Source extract
Bishops Look at Their Own Sins
Dallas Conference: Their Management, As Well As Priests' Abuse, in Focus
June 14, 2002
DALLAS — As the U.S. Conference of Catholic Bishops meeting officially began Thursday, focus shifted significantly from how to punish priests who sexually abuse minors to how to discipline the bishops who have mishandled cases of abuse.
In the weeks leading up to the bishops' annual spring meeting, much scrutiny was given to the part of a draft national policy that dealt with what to do with priests who abuse.
But as Bishop Wilton Gregory of Belleville, president of the conference, opened the meeting Thursday, he began with a sweeping and unprecedented apology to victims of abuse on behalf of all the bishops.
"It is we who need to confess," Gregory told the 300 bishops seated in front of him in the grand ballroom of the Fairmont Hotel. "In my own name and in the name of all of the bishops, I express the most profound apology to each of you who have suffered sexual abuse by a priest or another official of the church.
"I am deeply and will be forever sorry for the harm you have suffered. We ask your forgiveness."
Dr. Mary Gail Frawley-O'Dea — a psychologist from the Manhattan Institute in New York, which specializes in child victims of sexual abuse — challenged the bishops to go further in their apology, reminding them that Pope John Paul II has cautioned against substituting group reconciliation for the one-on-one confessional.
"Real healing thus demands that Catholic clergy apologize personally to each and every victim of priest abuse; not through eloquent public letters, but in face-to-face encounters," she said. "'Bless me, my son or daughter, for I have sinned.'"
After a four-hour public session where the bishops heard testimonies from O'Dea and six other laypeople, including four victim-survivors of clergy sexual abuse, the bishops adjourned for lunch and then reconvened in executive session. The private session is expected to last well into the night.

Data records
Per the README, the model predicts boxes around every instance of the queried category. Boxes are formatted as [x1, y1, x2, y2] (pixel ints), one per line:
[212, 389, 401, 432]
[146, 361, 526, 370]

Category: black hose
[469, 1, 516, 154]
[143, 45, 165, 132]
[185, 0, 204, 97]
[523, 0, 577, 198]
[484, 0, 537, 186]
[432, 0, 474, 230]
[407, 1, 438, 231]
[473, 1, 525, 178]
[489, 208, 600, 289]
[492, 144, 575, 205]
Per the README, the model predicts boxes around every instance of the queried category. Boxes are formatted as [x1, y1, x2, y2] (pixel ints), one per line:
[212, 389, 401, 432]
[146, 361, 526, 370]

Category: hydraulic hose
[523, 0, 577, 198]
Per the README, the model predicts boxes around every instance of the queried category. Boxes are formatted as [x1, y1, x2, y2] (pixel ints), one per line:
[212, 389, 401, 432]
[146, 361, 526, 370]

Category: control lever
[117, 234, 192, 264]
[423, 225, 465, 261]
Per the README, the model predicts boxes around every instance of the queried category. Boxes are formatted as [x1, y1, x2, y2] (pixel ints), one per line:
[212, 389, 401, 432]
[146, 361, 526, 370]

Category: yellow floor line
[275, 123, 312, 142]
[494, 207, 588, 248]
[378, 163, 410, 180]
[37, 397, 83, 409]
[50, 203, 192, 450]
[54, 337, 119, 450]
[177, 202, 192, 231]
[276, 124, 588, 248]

Exercises to complete
1. In the article on the bishops' meeting, how many bishops was Gregory addressing in the hotel ballroom?
2. Switch "psychologist" to "clinician" in the bishops' meeting article, in the passage starting at "Dr. Mary Gail" and ending at "into the night.".

List of answers
1. 300 bishops.

2.
Dr. Mary Gail Frawley-O'Dea — a clinician from the Manhattan Institute in New York, which specializes in child victims of sexual abuse — challenged the bishops to go further in their apology, reminding them that Pope John Paul II has cautioned against substituting group reconciliation for the one-on-one confessional.
"Real healing thus demands that Catholic clergy apologize personally to each and every victim of priest abuse; not through eloquent public letters, but in face-to-face encounters," she said. "'Bless me, my son or daughter, for I have sinned.'"
After a four-hour public session where the bishops heard testimonies from O'Dea and six other laypeople, including four victim-survivors of clergy sexual abuse, the bishops adjourned for lunch and then reconvened in executive session. The private session is expected to last well into the night.